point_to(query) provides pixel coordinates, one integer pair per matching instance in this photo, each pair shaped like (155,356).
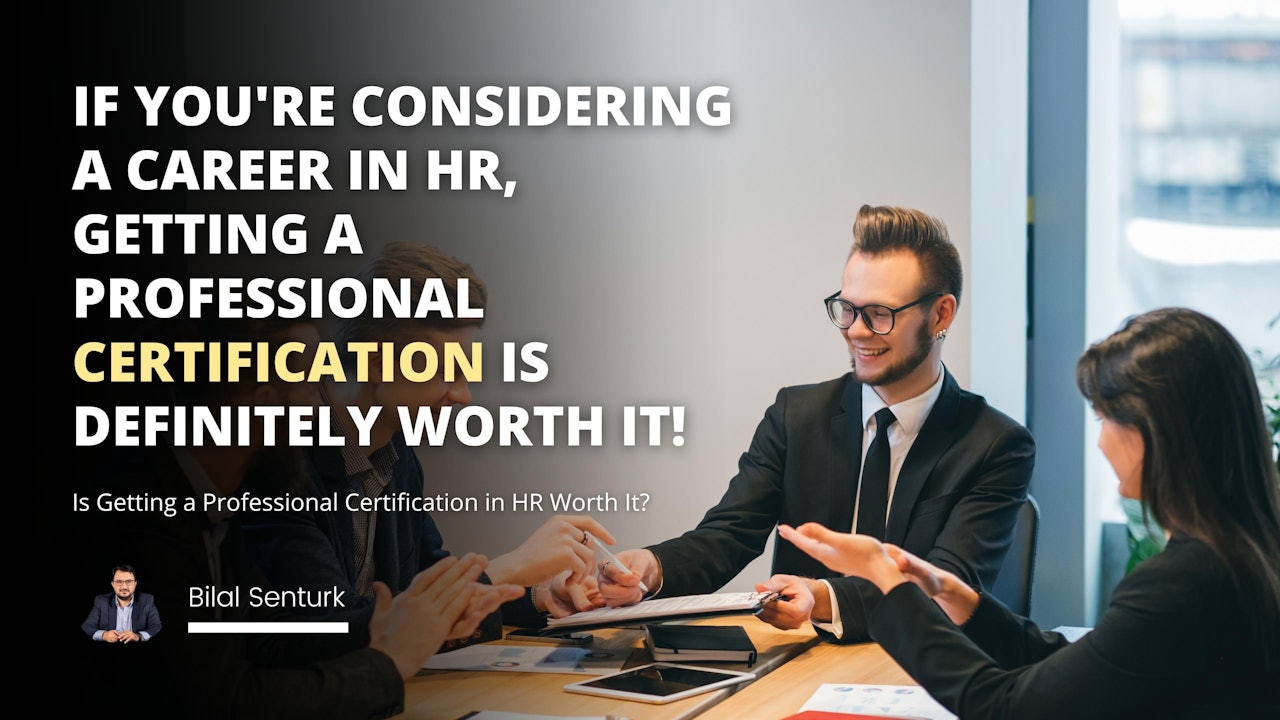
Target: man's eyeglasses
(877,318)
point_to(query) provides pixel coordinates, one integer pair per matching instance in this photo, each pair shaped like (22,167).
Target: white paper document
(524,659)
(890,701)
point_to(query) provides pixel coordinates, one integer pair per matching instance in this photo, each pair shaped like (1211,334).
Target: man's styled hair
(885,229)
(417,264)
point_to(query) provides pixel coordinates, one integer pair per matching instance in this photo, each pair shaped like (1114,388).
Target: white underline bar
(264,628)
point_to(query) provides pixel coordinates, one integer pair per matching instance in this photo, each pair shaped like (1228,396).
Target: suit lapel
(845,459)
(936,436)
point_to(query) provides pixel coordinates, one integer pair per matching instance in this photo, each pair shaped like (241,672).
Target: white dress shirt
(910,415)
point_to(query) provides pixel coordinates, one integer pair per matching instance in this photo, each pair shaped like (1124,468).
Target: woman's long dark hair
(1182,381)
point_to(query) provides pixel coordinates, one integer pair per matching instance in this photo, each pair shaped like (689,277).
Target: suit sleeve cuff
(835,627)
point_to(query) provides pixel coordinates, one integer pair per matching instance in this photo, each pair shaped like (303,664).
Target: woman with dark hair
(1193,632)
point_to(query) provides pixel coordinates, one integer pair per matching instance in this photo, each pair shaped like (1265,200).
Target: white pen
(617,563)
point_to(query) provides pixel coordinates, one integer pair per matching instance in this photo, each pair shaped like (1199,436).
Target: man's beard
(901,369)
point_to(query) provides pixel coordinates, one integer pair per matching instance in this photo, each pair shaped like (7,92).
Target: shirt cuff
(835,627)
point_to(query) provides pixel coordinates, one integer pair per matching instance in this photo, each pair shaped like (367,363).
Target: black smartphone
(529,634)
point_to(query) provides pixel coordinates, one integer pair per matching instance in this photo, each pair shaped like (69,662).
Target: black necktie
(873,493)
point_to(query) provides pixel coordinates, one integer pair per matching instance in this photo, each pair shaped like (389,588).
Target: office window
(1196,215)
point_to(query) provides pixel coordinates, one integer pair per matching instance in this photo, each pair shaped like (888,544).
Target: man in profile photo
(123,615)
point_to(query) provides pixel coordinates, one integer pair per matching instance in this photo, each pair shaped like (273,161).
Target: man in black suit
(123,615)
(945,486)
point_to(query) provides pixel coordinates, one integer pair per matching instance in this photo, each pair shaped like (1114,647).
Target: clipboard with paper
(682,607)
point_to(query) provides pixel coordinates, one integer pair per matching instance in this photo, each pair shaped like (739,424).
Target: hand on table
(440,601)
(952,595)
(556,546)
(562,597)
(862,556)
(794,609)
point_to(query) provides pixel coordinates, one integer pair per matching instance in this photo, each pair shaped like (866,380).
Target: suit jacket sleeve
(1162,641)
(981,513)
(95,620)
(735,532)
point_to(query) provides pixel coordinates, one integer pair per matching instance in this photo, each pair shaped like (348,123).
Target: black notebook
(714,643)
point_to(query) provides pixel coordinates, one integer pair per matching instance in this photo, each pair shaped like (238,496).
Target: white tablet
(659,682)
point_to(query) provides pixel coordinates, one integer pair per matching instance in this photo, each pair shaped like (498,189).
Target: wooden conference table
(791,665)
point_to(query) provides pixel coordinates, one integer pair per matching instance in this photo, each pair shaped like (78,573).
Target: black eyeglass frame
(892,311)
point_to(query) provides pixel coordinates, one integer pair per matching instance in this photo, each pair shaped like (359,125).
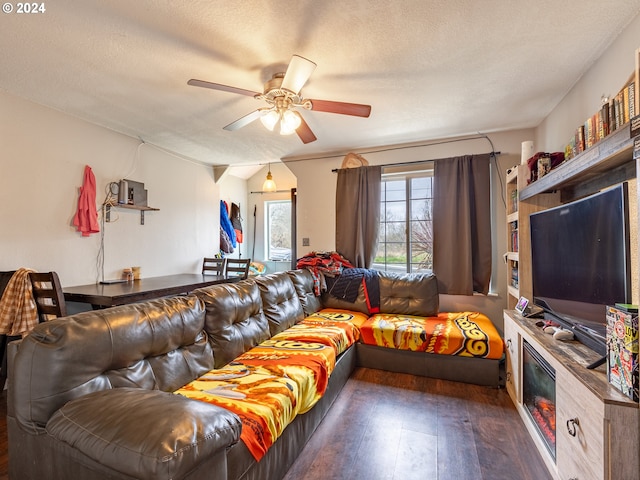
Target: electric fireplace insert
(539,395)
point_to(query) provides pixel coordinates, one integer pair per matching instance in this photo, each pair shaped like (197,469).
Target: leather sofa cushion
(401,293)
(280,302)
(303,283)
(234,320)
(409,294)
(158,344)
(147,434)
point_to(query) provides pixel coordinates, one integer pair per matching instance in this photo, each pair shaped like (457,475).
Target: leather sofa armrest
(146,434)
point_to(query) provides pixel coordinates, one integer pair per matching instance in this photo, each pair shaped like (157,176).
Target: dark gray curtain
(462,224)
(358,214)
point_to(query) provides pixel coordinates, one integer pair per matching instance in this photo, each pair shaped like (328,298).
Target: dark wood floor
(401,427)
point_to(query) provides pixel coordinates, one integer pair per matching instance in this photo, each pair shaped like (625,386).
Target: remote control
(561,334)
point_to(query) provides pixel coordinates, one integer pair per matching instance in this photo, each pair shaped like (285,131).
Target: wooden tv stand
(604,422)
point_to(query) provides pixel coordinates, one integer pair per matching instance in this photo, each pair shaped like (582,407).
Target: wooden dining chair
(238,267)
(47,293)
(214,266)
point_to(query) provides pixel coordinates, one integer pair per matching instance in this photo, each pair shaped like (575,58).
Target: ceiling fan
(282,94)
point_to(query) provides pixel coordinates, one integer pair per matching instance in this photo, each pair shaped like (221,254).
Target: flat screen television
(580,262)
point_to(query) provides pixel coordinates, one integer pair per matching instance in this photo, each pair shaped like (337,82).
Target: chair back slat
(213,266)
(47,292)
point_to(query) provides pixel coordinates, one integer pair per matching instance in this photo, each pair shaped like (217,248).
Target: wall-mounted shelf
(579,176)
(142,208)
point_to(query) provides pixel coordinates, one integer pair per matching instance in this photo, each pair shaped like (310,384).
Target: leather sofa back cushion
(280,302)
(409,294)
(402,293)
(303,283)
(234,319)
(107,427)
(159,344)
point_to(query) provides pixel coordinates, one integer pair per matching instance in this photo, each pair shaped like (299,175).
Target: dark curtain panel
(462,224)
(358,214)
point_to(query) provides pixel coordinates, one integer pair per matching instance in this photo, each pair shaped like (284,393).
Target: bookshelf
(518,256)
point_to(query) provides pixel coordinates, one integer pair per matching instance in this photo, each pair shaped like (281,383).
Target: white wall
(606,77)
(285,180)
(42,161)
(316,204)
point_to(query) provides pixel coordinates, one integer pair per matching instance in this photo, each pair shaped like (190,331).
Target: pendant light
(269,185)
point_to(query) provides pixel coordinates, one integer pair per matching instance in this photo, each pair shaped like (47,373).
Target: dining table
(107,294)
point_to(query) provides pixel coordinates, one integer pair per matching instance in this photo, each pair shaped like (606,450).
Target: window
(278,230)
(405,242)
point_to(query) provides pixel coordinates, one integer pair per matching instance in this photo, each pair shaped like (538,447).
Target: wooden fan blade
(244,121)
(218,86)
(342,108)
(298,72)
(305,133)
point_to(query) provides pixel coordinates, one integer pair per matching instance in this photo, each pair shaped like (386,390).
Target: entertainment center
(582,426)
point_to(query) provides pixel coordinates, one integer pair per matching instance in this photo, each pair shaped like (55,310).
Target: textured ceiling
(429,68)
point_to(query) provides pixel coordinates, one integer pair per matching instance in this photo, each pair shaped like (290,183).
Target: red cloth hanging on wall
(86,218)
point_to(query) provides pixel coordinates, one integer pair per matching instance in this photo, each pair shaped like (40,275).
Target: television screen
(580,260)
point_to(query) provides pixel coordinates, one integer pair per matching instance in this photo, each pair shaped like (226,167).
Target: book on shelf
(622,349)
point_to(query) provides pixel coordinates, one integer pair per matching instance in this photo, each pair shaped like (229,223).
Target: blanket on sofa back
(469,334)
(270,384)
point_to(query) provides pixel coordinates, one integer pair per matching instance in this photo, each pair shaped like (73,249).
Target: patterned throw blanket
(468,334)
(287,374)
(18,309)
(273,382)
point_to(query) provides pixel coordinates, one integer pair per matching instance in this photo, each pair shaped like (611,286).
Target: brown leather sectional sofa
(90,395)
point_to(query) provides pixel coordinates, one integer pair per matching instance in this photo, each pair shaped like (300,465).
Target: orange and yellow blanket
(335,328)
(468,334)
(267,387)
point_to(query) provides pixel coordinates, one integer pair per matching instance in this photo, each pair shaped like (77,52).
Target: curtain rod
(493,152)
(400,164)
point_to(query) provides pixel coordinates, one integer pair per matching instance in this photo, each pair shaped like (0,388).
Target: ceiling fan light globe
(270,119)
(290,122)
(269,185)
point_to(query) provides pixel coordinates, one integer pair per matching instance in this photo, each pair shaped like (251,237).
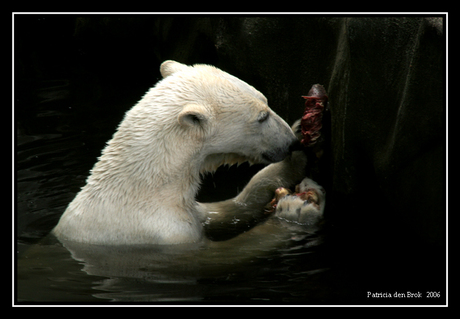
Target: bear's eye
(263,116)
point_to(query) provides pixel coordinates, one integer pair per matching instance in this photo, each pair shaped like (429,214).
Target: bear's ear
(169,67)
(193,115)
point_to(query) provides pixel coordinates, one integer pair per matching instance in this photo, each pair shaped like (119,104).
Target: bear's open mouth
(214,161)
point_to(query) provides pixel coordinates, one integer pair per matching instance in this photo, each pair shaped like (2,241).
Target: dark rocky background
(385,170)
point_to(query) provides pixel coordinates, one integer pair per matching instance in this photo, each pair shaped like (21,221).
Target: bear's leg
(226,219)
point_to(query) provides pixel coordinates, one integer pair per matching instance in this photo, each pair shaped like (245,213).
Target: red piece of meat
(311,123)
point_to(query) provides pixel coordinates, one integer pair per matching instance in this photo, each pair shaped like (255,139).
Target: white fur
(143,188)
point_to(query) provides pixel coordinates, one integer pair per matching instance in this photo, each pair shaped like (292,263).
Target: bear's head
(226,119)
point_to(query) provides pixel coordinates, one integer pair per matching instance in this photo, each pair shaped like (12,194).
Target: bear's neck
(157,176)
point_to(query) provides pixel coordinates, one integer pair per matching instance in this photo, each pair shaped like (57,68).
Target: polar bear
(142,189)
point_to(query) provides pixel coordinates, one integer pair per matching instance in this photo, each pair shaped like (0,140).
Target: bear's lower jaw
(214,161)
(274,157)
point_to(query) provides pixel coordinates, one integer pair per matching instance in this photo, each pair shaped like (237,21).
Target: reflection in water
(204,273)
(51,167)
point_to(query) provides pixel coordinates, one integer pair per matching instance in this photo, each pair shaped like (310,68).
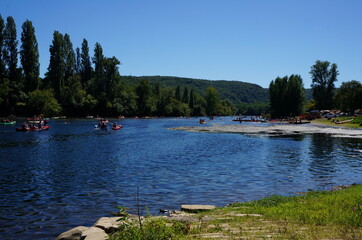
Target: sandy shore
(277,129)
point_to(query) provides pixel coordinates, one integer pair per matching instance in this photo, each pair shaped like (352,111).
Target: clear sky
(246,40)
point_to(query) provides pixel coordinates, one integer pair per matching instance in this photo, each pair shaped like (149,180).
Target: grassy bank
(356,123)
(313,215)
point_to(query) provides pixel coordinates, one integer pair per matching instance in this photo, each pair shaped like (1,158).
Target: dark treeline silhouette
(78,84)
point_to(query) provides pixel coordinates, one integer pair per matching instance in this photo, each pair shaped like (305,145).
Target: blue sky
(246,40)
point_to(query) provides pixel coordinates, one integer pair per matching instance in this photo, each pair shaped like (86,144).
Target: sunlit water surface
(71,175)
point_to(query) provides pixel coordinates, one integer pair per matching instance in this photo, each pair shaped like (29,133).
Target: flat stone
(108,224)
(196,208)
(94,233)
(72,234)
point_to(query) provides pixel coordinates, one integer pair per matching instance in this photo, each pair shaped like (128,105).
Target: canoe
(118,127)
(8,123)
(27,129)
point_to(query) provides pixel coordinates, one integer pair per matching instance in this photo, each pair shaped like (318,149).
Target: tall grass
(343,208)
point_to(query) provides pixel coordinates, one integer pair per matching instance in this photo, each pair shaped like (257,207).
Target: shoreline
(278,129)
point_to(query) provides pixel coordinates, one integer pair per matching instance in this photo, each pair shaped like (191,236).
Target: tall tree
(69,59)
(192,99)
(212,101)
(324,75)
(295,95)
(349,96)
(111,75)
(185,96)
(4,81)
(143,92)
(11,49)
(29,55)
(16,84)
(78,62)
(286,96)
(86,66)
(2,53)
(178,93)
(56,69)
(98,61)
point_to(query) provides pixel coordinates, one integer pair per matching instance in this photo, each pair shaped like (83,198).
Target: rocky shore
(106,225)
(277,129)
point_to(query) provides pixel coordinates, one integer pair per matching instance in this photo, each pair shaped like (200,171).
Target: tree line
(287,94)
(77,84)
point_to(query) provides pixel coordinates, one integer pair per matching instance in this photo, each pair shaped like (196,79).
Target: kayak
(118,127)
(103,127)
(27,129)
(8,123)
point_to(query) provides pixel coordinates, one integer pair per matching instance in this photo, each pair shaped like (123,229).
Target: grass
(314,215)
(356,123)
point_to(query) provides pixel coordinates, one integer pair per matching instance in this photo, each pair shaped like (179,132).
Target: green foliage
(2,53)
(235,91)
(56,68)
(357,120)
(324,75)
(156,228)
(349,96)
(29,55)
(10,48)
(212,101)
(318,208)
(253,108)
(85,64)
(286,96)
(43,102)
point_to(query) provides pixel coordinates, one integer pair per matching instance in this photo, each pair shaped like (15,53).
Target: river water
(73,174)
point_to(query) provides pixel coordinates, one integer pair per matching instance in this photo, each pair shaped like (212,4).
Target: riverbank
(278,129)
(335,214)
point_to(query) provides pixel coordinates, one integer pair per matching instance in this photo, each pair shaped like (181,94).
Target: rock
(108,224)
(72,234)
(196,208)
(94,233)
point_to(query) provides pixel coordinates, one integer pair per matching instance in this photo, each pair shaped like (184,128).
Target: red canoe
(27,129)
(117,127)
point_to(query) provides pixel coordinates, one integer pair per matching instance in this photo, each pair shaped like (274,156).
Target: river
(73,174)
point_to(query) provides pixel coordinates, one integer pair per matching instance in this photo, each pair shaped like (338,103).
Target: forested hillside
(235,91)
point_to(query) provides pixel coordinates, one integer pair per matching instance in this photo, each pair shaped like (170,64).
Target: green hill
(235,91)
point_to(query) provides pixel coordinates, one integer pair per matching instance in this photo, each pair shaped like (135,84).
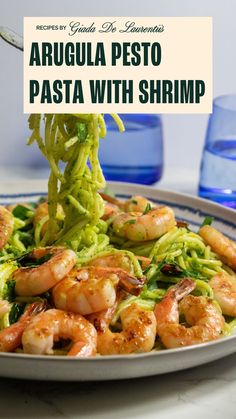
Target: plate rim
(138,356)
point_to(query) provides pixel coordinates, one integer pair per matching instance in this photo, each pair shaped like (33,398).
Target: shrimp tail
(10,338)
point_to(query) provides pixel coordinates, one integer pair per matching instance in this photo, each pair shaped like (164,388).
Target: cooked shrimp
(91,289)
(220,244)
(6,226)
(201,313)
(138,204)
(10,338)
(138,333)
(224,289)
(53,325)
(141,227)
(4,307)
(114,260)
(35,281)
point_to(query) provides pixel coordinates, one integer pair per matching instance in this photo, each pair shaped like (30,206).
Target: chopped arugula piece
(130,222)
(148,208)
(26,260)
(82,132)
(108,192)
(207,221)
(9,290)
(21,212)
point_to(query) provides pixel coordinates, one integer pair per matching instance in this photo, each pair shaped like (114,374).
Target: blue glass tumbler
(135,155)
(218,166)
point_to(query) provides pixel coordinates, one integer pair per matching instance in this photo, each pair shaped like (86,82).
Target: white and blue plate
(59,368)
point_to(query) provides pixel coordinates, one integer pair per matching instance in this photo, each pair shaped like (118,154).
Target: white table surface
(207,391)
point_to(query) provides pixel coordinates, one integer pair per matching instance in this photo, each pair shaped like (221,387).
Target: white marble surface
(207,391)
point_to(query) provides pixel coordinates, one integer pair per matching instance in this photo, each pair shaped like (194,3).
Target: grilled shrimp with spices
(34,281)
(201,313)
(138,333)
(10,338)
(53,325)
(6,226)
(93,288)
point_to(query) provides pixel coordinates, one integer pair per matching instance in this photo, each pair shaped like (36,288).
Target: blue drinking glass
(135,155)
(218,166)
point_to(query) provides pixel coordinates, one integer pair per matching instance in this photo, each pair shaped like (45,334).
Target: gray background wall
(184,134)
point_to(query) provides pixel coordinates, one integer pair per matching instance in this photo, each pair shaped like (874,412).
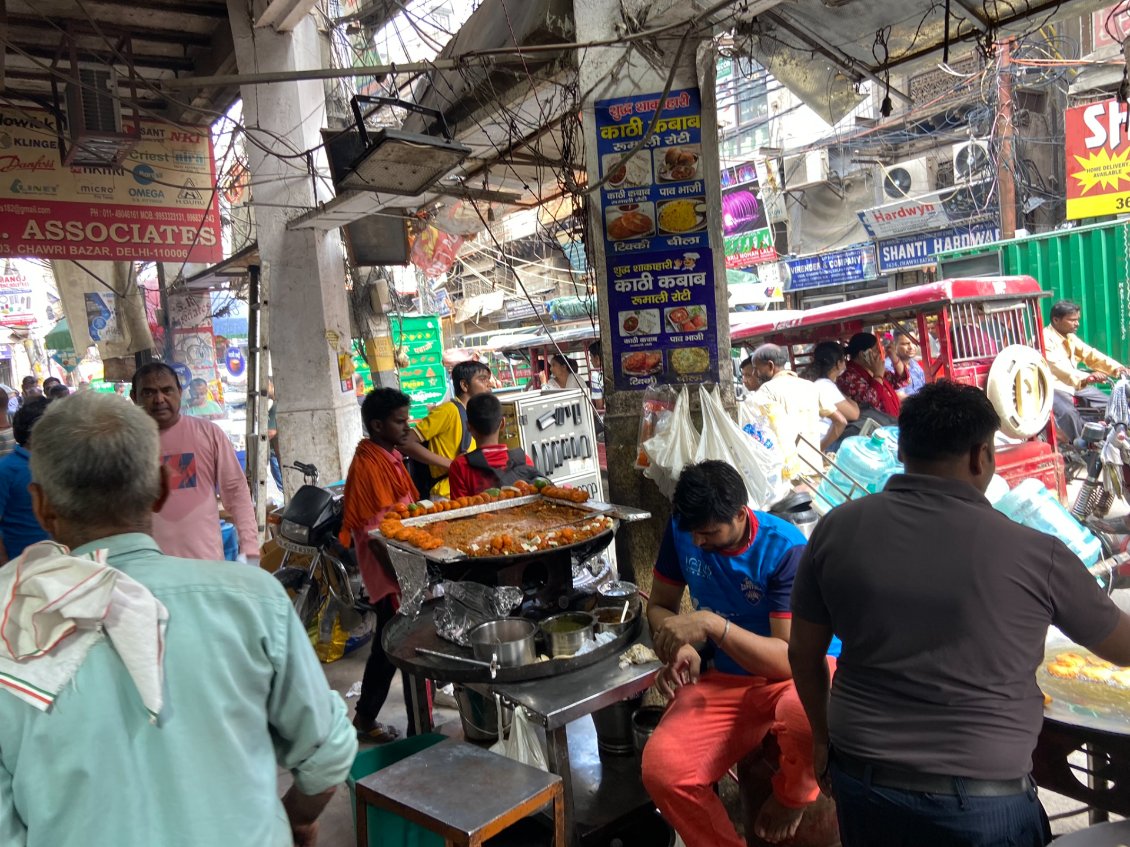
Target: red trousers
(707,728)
════
What is expected:
Exactly as they appear, repeat the lines from the one containing "shaped like (164,388)." through the last line of the entries, counting both ends. Pictures stay out.

Written answer:
point_to(query) provides pixel coordinates, one integer pair per matching instance in this photo, each pair shaped like (164,388).
Target: cooked shrimp
(91,289)
(220,244)
(6,226)
(201,313)
(138,204)
(10,338)
(138,333)
(224,289)
(53,325)
(141,227)
(4,307)
(114,260)
(35,281)
point_to(query) provides pixel coordinates, one integer pair per matching instance in this photo, each pair shaped like (30,206).
Target: chopped arugula piece
(130,222)
(148,208)
(26,260)
(82,132)
(108,192)
(207,221)
(9,290)
(21,212)
point_to(query) provides pixel coordinates, one integer pair per matching instance in this photo, each pair shaped like (114,374).
Target: blue glass tumbler
(135,155)
(218,166)
point_to(query) provides pixel coordinates, one integer pair per matching instance in this photo, each pair shaped like (86,82).
Target: white and blue plate
(59,368)
point_to(query) provides pixel coordinates, one integer pair per matching instance in this photo, each pair shaped like (118,154).
Target: white table surface
(207,391)
point_to(query) provides pixel coordinates, one integer pair per matching instance in this photo, each pair shaped like (221,387).
Target: white marble surface
(207,391)
point_to(query) provides pixel coordinates, one integer pair per matching instance in this photo, each pair shaped like (194,3).
Target: grilled shrimp with spices
(34,281)
(201,313)
(138,333)
(10,338)
(53,325)
(6,226)
(93,288)
point_to(query) provides pixel coordinates, one integer pair per matching instance in this photo, each pair shaped like (36,288).
Target: blue drinking glass
(135,155)
(218,166)
point_to(query) provides pixel coordinates, one integer pair per matching instance in this photo, each pair shaped like (45,334).
Target: gray background wall
(184,134)
point_to(query) provides pixel coordinates, one integer pair per matching instance in this photo, each pair shaped like (874,412).
Target: red trousers
(707,728)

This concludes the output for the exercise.